**Work to complete:**
Copy these records exactly, from the line containing "Category: green grass" through the last line of the records, both included.

**The records:**
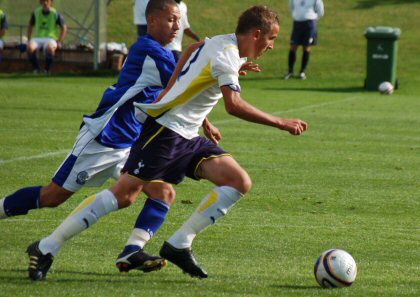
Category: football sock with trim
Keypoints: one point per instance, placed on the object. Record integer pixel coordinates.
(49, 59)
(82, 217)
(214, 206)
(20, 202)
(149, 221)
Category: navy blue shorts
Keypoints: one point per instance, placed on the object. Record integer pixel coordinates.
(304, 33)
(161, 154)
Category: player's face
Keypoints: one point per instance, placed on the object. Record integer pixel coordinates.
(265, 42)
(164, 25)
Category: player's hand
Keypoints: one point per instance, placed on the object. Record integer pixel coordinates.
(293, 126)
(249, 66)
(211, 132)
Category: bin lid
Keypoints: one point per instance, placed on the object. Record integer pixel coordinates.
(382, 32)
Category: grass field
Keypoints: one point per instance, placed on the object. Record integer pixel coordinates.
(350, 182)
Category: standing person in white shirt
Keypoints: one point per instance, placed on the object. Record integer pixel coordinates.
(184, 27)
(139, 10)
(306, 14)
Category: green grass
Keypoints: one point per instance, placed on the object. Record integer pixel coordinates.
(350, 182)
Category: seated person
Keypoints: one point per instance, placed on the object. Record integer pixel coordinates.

**Answer in full:**
Category: green grass
Keypoints: one point per instance, placed on the object. Record integer pixel coordinates.
(350, 182)
Category: seated person
Keypoints: one point per instance, placed on the object. Record integer pixel coordinates.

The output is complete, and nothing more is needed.